> [SUPPLIED DATA]
* begin *

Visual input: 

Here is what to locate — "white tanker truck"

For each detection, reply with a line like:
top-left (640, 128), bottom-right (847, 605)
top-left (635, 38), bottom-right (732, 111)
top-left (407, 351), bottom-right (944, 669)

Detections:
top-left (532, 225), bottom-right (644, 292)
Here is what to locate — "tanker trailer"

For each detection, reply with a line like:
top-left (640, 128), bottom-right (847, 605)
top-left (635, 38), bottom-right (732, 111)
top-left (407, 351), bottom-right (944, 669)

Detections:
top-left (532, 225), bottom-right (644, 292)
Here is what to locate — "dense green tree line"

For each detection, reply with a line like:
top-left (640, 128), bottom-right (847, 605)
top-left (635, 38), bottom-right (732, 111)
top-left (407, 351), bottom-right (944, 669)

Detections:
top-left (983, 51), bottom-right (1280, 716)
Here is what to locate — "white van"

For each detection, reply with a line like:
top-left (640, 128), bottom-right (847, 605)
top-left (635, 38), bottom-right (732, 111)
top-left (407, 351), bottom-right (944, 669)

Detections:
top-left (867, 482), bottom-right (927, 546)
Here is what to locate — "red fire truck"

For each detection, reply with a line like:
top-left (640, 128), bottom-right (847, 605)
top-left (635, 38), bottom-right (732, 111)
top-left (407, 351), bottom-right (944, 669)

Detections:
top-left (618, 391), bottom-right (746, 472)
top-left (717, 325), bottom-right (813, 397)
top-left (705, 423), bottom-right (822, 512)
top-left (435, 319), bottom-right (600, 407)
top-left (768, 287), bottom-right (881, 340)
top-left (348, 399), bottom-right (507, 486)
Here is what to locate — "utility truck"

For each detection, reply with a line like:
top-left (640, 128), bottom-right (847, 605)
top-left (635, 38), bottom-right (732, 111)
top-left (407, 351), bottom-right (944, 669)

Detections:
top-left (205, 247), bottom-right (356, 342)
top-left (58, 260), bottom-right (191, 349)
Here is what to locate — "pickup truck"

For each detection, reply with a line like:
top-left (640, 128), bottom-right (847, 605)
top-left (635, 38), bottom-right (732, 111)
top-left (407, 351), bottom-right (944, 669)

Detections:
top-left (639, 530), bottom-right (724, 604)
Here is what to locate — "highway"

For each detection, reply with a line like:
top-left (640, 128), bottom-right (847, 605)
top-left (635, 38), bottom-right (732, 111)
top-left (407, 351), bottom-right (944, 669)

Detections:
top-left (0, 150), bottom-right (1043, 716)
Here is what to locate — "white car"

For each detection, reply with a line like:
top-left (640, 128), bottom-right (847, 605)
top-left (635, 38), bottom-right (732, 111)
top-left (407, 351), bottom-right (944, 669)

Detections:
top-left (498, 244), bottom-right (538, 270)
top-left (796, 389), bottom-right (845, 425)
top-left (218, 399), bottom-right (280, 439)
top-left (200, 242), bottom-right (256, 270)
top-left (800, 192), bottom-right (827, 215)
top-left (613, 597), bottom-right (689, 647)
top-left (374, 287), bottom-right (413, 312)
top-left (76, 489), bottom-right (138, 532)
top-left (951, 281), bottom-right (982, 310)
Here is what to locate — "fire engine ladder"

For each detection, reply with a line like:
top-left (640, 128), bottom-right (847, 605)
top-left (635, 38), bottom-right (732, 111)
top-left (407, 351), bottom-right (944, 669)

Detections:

* end *

> [STATED TASK] Output every line of the items above as a Markdown table with the columns No. and Line, numbering rows from 1 and leaving out blank lines.

> [RESPONSE BELOW]
| No. | Line |
|---|---|
| 1 | Visual input:  |
| 2 | Here is what to locate — "white tanker truck" |
| 3 | For each detection, reply with a line like: |
| 4 | top-left (640, 128), bottom-right (847, 605) |
| 5 | top-left (635, 38), bottom-right (732, 111) |
| 6 | top-left (407, 351), bottom-right (944, 669) |
| 7 | Detections: |
| 8 | top-left (532, 225), bottom-right (644, 292) |
| 9 | Here is what to locate — "tanker trailer" |
| 10 | For each detection, reply with a line like: |
| 11 | top-left (640, 128), bottom-right (847, 605) |
| 12 | top-left (635, 38), bottom-right (732, 111) |
| 13 | top-left (407, 351), bottom-right (944, 669) |
| 14 | Detections: |
| 15 | top-left (532, 225), bottom-right (644, 292) |
| 16 | Here is what to locate — "dense green tree line" |
| 17 | For each detection, reply with a line like: |
| 18 | top-left (640, 128), bottom-right (847, 605) |
| 19 | top-left (635, 38), bottom-right (732, 111) |
| 20 | top-left (407, 351), bottom-right (944, 669) |
| 21 | Detections: |
| 22 | top-left (983, 51), bottom-right (1280, 716) |
| 23 | Here is what to locate — "white van" |
| 24 | For each detection, reply with a line like: |
| 25 | top-left (640, 128), bottom-right (847, 605) |
| 26 | top-left (635, 38), bottom-right (732, 111) |
| 27 | top-left (407, 351), bottom-right (944, 669) |
| 28 | Detections: |
| 29 | top-left (867, 482), bottom-right (927, 546) |
| 30 | Here is what to locate — "red fire truck" |
| 31 | For each detection, reply with a line like: |
| 32 | top-left (640, 128), bottom-right (847, 605) |
| 33 | top-left (635, 38), bottom-right (732, 111) |
| 34 | top-left (407, 351), bottom-right (944, 669) |
| 35 | Detections: |
| 36 | top-left (618, 391), bottom-right (746, 472) |
| 37 | top-left (717, 325), bottom-right (813, 397) |
| 38 | top-left (705, 423), bottom-right (822, 512) |
| 39 | top-left (435, 319), bottom-right (600, 407) |
| 40 | top-left (768, 287), bottom-right (881, 340) |
| 41 | top-left (348, 399), bottom-right (507, 486) |
| 42 | Here is what to locate — "utility truck" |
| 43 | For each detection, reply with a line like: |
| 44 | top-left (640, 128), bottom-right (847, 605) |
| 45 | top-left (635, 38), bottom-right (732, 111) |
| 46 | top-left (407, 351), bottom-right (944, 669) |
| 47 | Detections: |
| 48 | top-left (205, 247), bottom-right (356, 342) |
| 49 | top-left (58, 260), bottom-right (191, 349) |
| 50 | Here is what to locate — "pickup truck" |
| 51 | For each detection, reply with a line like: |
| 52 | top-left (640, 128), bottom-right (847, 605) |
| 53 | top-left (635, 38), bottom-right (732, 111) |
| 54 | top-left (407, 351), bottom-right (944, 669) |
| 55 | Detections: |
| 56 | top-left (639, 530), bottom-right (724, 604) |
| 57 | Here is what to locate — "highway" |
| 58 | For each detection, reply with a line like: |
| 59 | top-left (640, 128), bottom-right (847, 605) |
| 60 | top-left (635, 38), bottom-right (732, 111) |
| 61 | top-left (407, 351), bottom-right (944, 669) |
| 62 | Detections: |
| 63 | top-left (0, 150), bottom-right (1043, 716) |
| 64 | Here is what to locate — "white car" |
| 65 | For each detection, reply with a line like: |
| 66 | top-left (640, 128), bottom-right (847, 605) |
| 67 | top-left (635, 38), bottom-right (732, 111) |
| 68 | top-left (407, 351), bottom-right (944, 669) |
| 69 | Detections: |
| 70 | top-left (498, 244), bottom-right (538, 270) |
| 71 | top-left (796, 389), bottom-right (845, 425) |
| 72 | top-left (218, 399), bottom-right (280, 439) |
| 73 | top-left (200, 242), bottom-right (256, 270) |
| 74 | top-left (800, 192), bottom-right (827, 215) |
| 75 | top-left (613, 597), bottom-right (689, 647) |
| 76 | top-left (374, 287), bottom-right (413, 312) |
| 77 | top-left (76, 489), bottom-right (138, 532) |
| 78 | top-left (951, 281), bottom-right (982, 310) |
| 79 | Here is what to locate — "fire engine ladder" |
| 80 | For each detection, reply with a line like: |
| 81 | top-left (640, 128), bottom-right (847, 605) |
| 82 | top-left (635, 38), bottom-right (732, 111) |
| 83 | top-left (407, 351), bottom-right (944, 669) |
| 84 | Detections: |